▶ **Short task 1**: List every web address that appears in the discussion of BigQuery encryption keys below.
▶ **Short task 2**: In the BigQuery encryption discussion below, what kind of key does one commenter say BigQuery and BigLake tables don't support?

▶ **Selected passage**:
Even though I'll chose C for the answer over D, because of the terminology in "BQ using customer-supplied key", I have an issue with this:
To me it does not make any sense.
The data is being encrypted by some key say K1 to store in Cloud Storage, then Decrypted, to be Re-Encrypted (automatically by say K2 [a google created key]) by BigQuery when being stored. This negates the use of K1 on your Data Storage in BigQuery.
It makes no sense. If someone sees this differently, I'd love to hear it. Thanks.
If you want to control encryption yourself, you can use customer-managed encryption keys (CMEK) for BigQuery.
https://cloud.google.com/bigquery/docs/customer-managed-encryption
D is correct. I had this question on the exam toaday and I go with D.
Explanation is - Generate the key outside the GCP so C and D are correct.
"Set up a Dataflow pipeline to decrypt the data and to store it in a new BigQuery dataset" is not correct becuase it means that data exist on GCP what is not correct. Only D is correct.
Yes, BigQuery and BigLake tables don't support Customer-Supplied Encryption Keys (CSEK). Answer must be either A or C, since the say generate key outside Google Cloud, import the key, hence I go for the answer C.
https://cloud.google.com/bigquery/docs/customer-managed-encryption#before_you_begin
https://cloud.google.com/kms/docs/importing-a-key
Answer D is incorrect because BigQuery does not support the use of customer-supplied keys to encrypt data at rest. Instead, you can use customer-managed encryption keys in Cloud KMS to encrypt the data in BigQuery. To do this, you can either generate a new key in Cloud KMS (answer A) or import an existing key (answer C). Once you have a key in Cloud KMS, you can create a BigQuery dataset and select the key as the customer-managed key for the dataset. This will enable BigQuery to use the key to encrypt the data in the dataset.

Dataset excerpts on pointing at objects:
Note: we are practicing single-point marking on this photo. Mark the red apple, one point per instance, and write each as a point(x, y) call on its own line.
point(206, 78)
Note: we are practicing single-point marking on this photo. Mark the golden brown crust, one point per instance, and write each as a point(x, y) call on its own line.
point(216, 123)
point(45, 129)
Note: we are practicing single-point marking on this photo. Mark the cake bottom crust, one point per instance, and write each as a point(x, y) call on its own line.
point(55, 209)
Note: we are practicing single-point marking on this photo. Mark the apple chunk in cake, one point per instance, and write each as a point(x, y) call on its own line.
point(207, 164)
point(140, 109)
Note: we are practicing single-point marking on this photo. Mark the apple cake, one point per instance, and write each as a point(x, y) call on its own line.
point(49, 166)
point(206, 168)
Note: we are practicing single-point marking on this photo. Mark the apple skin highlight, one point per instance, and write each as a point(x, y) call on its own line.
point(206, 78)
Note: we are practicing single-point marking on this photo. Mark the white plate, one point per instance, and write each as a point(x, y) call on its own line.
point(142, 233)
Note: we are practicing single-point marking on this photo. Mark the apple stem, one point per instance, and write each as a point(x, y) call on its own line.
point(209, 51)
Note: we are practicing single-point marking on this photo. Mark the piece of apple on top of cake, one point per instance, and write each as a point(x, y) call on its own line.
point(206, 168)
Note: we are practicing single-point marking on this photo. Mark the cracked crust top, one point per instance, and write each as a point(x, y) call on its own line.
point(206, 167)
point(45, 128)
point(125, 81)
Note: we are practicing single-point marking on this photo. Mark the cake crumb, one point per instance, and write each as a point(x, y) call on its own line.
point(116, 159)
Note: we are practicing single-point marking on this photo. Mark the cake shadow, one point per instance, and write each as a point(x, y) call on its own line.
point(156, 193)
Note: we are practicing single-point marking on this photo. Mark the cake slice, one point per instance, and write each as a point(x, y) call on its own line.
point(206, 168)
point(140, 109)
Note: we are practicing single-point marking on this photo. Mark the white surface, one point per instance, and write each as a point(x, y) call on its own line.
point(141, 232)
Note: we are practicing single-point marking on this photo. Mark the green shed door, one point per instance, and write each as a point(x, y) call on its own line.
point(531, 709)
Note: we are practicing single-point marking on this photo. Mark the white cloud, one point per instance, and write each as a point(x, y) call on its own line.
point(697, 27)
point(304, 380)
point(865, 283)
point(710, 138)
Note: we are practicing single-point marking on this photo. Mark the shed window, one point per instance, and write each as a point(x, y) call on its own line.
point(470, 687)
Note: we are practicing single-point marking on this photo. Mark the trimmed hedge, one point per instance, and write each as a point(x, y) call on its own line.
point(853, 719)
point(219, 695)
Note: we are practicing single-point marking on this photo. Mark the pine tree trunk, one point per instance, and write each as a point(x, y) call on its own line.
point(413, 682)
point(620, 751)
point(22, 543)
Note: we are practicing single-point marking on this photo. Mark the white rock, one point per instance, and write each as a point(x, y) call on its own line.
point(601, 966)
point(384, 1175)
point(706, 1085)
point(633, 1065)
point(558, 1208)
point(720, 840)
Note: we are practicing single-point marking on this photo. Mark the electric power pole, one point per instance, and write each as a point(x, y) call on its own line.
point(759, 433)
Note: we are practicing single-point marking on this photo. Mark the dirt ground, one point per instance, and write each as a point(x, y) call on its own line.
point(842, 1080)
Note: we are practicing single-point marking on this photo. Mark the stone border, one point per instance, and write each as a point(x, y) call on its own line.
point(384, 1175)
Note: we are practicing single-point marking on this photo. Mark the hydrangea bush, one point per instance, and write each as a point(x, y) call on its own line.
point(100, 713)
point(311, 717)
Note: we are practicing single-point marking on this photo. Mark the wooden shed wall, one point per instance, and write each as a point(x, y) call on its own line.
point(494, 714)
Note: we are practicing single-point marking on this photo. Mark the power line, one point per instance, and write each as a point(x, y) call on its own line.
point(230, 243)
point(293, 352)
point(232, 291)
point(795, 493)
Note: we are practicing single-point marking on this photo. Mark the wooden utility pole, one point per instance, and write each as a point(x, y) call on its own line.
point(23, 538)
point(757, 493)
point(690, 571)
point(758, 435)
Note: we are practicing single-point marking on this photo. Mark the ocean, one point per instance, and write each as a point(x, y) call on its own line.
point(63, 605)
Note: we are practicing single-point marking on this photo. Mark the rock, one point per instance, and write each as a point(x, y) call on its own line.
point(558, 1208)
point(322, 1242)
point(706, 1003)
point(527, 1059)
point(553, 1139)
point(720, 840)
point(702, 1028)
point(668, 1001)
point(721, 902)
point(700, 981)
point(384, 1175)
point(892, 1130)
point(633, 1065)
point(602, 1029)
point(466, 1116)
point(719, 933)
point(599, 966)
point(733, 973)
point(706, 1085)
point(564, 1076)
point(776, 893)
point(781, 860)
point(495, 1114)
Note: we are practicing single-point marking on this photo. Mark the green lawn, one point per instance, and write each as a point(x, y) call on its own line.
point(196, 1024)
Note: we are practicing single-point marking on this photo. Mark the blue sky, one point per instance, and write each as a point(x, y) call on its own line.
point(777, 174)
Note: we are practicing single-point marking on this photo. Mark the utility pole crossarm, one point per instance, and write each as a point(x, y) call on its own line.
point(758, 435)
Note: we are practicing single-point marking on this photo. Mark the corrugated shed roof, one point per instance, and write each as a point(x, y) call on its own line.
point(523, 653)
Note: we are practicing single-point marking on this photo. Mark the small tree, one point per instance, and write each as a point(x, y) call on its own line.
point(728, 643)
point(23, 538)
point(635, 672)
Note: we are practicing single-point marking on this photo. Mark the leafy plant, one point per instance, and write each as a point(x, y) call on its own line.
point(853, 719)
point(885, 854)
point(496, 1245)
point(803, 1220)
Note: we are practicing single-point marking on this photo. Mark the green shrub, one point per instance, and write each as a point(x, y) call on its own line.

▶ **Complete output 1**:
https://cloud.google.com/bigquery/docs/customer-managed-encryption
https://cloud.google.com/bigquery/docs/customer-managed-encryption#before_you_begin
https://cloud.google.com/kms/docs/importing-a-key

▶ **Complete output 2**: Customer-Supplied Encryption Keys (CSEK).